Below are records; transcribe only the line with "Practice step: find the girl's hand" and those after it, through the last line, without any change.
[[ DATA SUPPLIED, beginning ]]
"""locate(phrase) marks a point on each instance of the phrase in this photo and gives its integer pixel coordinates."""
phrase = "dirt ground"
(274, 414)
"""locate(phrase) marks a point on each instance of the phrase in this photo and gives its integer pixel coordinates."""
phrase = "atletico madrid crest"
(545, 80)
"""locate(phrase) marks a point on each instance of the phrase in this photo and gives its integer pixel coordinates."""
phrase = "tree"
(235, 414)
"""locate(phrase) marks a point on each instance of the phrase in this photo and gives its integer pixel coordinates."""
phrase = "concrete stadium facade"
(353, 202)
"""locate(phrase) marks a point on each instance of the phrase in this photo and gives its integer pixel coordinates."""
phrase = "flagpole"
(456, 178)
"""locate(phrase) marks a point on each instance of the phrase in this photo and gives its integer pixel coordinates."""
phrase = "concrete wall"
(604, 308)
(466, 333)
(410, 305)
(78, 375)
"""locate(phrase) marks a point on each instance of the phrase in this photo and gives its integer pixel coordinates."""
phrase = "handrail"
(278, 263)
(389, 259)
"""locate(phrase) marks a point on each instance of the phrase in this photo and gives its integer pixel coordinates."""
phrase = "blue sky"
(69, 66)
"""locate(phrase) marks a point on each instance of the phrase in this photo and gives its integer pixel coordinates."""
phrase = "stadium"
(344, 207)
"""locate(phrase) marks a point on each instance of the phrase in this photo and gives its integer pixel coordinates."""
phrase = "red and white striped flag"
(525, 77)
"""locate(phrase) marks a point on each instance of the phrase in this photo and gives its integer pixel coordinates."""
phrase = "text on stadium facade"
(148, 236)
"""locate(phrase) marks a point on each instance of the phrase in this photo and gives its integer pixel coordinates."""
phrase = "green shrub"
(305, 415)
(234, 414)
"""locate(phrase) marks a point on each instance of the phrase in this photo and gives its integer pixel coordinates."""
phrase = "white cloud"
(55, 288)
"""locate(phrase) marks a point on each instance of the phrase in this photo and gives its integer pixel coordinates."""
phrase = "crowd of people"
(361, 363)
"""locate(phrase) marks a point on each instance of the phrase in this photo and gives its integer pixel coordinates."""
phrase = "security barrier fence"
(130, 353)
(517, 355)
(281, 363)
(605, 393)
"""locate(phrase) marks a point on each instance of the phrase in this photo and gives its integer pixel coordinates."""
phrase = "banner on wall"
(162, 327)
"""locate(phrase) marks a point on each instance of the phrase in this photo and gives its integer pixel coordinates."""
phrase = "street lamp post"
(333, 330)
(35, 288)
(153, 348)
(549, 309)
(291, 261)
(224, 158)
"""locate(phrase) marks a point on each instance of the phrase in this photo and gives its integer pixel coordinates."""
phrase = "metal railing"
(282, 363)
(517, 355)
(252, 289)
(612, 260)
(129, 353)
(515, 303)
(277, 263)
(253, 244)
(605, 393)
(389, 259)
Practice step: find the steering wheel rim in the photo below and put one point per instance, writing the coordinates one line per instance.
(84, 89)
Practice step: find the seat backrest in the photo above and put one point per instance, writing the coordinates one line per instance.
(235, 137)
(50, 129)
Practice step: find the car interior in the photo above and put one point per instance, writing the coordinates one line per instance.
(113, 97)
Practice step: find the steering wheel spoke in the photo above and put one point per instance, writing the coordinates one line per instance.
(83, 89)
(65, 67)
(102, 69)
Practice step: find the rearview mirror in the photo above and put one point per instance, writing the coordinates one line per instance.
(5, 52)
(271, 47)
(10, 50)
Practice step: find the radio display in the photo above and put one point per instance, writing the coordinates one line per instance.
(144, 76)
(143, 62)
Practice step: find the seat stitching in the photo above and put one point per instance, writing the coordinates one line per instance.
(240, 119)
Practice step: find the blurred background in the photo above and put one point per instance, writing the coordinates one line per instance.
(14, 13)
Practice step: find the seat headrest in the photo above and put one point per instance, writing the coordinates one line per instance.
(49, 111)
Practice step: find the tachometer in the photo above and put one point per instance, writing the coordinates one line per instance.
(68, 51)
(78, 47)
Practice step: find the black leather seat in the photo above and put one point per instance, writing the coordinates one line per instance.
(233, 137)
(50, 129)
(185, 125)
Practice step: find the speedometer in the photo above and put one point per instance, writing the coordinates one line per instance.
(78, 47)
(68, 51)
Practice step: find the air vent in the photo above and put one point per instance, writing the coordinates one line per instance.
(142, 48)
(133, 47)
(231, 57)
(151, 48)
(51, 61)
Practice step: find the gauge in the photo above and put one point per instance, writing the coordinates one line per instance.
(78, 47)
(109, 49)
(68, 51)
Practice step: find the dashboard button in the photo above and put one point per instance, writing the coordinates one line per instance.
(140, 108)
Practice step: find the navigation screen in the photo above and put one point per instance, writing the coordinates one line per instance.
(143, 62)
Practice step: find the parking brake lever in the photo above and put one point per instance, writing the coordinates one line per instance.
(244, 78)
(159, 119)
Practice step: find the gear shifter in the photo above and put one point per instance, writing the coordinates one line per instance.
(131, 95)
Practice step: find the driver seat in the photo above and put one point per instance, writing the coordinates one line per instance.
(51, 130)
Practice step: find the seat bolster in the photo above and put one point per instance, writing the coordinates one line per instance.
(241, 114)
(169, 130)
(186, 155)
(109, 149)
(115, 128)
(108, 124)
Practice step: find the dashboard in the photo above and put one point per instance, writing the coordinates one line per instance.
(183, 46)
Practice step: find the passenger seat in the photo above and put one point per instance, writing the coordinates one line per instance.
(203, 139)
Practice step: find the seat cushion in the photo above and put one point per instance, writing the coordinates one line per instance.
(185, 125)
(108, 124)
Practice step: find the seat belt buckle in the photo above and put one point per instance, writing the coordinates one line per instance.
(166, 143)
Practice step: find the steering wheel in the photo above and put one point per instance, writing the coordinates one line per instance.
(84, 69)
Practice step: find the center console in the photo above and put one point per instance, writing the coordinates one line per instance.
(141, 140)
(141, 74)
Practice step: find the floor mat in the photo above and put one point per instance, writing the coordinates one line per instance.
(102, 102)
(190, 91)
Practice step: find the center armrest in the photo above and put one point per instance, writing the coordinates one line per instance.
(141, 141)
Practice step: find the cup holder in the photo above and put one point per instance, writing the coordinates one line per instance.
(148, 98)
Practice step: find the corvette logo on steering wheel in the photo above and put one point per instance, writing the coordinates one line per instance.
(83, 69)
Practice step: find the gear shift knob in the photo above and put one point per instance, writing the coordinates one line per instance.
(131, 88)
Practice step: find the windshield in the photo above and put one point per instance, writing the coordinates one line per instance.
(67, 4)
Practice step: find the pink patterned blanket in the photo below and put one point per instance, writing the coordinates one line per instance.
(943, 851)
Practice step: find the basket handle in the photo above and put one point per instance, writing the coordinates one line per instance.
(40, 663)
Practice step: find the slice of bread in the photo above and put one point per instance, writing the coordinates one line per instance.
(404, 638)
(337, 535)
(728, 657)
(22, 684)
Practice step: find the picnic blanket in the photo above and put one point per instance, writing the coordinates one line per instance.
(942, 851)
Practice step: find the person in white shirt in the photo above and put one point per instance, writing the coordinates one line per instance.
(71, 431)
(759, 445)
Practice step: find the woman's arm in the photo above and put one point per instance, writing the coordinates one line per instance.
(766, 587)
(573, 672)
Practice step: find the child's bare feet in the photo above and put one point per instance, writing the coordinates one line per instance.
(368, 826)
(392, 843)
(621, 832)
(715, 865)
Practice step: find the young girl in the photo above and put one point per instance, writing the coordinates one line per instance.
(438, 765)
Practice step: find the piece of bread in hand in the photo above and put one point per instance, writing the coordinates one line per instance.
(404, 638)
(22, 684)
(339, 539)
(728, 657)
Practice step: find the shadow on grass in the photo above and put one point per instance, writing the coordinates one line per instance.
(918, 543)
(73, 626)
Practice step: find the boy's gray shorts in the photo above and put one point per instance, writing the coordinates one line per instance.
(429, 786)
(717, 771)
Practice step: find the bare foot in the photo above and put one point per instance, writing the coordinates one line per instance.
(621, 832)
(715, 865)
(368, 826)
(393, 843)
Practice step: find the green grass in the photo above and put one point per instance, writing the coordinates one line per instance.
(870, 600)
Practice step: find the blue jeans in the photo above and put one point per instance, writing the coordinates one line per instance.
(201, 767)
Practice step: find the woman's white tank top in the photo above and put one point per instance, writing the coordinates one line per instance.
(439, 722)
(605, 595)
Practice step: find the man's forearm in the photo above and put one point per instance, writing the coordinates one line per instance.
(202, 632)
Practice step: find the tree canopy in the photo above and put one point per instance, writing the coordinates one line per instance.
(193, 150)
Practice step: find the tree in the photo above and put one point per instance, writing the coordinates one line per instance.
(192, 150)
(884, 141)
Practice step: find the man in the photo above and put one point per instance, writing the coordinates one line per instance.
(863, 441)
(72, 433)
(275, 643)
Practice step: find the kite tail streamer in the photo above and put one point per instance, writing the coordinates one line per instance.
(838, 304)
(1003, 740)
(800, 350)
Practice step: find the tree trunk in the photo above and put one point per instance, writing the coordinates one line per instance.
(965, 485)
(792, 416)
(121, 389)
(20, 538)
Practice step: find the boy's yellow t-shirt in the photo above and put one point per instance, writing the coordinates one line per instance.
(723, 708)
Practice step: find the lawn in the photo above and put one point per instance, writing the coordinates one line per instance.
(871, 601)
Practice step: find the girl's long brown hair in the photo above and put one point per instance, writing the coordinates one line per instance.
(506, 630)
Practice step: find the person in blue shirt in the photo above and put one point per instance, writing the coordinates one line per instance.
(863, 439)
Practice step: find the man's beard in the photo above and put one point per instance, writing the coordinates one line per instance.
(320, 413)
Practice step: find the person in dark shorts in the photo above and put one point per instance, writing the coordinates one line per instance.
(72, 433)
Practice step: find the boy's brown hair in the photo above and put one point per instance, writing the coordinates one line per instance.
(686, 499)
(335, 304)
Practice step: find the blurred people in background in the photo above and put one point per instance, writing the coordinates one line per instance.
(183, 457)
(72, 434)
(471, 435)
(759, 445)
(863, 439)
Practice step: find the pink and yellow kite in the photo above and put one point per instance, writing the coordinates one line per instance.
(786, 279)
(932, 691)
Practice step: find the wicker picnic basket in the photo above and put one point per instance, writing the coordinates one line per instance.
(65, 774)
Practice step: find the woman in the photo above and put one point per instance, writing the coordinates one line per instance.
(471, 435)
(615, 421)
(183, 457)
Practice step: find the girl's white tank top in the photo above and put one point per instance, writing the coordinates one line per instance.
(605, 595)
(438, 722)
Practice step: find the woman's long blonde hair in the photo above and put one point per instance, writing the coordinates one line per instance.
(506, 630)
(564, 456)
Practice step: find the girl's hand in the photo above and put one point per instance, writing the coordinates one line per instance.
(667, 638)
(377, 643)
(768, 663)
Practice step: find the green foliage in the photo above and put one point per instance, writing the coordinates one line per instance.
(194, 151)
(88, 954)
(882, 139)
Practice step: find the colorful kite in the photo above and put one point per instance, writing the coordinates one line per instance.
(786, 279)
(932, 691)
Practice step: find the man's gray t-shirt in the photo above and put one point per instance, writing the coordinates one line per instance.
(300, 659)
[[ DATA SUPPLIED, end ]]
▶ WRITTEN ANSWER
Practice step: find the girl's hand in the photo above and put one point per instance, writing the coordinates one line per instance.
(667, 638)
(377, 643)
(768, 663)
Practice step: find the green foliage in the photo above and put one point per instance, writing the coordinates one line per instance.
(194, 151)
(88, 954)
(882, 139)
Practice step: find the colorful kite in the photo above and put one point per instance, writing the coordinates one line per instance.
(786, 279)
(932, 691)
Practice step: find the man's gray t-shirt in the photo above and put one point per instance, writing the coordinates one line per instance.
(300, 659)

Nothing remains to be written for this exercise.